Thirumala-Dev Kanneganti grew up seeing the effects of leprosy and polio in India. Now she runs a lab that studies why some cells resist disease and others succumb.
Thirumala-Devi Kanneganti, 44, is an immunologist at St. Jude Children’s Research Hospital in Memphis.
Q: What is your role at St. Jude?
A: I manage a group that conducts studies on mammalian cells to see why some resist disease and others are highly susceptible. We modify or remove immune genes and infect the cells with viruses, bacteria or fungi and try to determine why they live or die. My goal is to extrapolate what we learn and apply it to humans. I’m interested in the body’s innate immunity, its first line of defense against disease. I’d like to learn how changes in immune genes might lead to disease, which is critical to finding cures.
Q: How did you become interested in this field?
A: Walking to grade school in India, I’d see people with leprosy and polio begging on the side of the road. It was heartbreaking. Their families had abandoned them because of their illness. I decided at a young age that when I grew up, I would learn about why some people get diseases and others don’t to try and help.

### Records
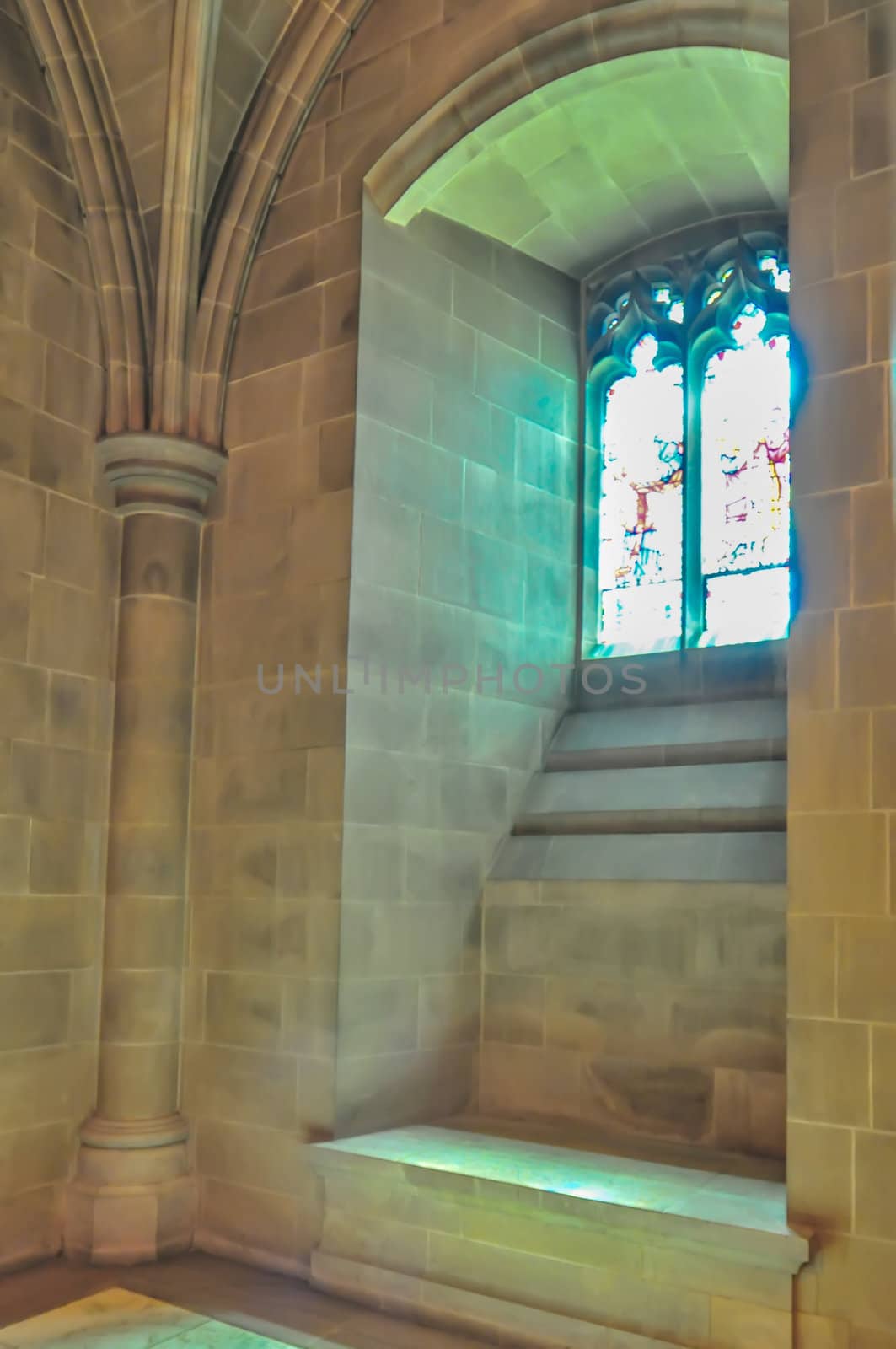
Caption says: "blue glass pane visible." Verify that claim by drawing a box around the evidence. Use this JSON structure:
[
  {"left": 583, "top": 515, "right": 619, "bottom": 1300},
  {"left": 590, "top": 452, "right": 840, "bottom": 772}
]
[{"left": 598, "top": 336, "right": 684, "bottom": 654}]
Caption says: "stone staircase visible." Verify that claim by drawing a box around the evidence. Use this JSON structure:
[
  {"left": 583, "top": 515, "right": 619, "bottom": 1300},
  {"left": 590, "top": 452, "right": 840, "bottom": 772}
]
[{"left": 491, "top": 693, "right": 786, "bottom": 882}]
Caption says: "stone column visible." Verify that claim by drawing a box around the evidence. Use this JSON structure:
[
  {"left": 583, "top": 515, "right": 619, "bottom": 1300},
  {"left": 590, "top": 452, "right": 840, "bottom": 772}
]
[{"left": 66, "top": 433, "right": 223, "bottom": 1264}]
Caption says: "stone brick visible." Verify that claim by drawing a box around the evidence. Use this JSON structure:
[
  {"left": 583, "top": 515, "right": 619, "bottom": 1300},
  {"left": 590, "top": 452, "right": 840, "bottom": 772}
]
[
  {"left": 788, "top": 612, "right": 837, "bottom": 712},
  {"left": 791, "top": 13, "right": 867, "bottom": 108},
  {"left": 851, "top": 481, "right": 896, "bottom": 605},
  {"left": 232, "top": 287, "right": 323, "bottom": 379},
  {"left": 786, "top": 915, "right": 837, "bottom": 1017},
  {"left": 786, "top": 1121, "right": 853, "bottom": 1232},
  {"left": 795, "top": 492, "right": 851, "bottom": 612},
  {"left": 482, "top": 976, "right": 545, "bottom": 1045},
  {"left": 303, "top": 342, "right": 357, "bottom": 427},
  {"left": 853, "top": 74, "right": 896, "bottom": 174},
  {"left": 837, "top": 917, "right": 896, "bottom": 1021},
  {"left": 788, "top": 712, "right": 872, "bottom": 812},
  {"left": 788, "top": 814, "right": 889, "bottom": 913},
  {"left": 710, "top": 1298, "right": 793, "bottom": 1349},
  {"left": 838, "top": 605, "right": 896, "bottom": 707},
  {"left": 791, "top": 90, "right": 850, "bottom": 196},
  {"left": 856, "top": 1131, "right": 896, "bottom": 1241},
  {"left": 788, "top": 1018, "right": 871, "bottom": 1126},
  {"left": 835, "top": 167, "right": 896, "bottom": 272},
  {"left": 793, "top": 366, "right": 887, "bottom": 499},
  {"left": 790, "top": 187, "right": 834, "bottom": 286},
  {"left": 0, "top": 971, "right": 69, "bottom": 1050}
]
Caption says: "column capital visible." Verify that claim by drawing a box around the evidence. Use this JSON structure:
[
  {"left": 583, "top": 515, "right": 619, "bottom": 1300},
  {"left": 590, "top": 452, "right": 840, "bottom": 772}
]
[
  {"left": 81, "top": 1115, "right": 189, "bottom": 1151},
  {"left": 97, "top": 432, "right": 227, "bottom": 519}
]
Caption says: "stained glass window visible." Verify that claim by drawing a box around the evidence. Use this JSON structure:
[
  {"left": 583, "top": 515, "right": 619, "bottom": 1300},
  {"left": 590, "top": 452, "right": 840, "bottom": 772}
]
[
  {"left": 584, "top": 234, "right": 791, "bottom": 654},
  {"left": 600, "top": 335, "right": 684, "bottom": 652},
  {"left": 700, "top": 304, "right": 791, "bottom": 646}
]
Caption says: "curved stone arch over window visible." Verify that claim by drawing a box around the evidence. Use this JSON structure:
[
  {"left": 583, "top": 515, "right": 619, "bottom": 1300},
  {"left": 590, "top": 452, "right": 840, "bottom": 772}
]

### Things to do
a - In the St. Jude interview, why does Kanneganti want to learn how changes in immune genes might lead to disease?
b - Using the St. Jude interview, decide whether each statement agrees with the text. Answer yes or no, and quote the deciding words.
(i) Kanneganti is an immunologist at a hospital in Memphis.
(ii) Her group studies bird cells.
(iii) The people Kanneganti saw begging on her walk to school were looked after by their families.

### Results by task
a - She wants to learn this because understanding how changes in immune genes might lead to disease "is critical to finding cures."

b -
(i) Yes: "is an immunologist at St. Jude Children’s Research Hospital in Memphis."
(ii) No: "conducts studies on mammalian cells."
(iii) No: "Their families had abandoned them because of their illness."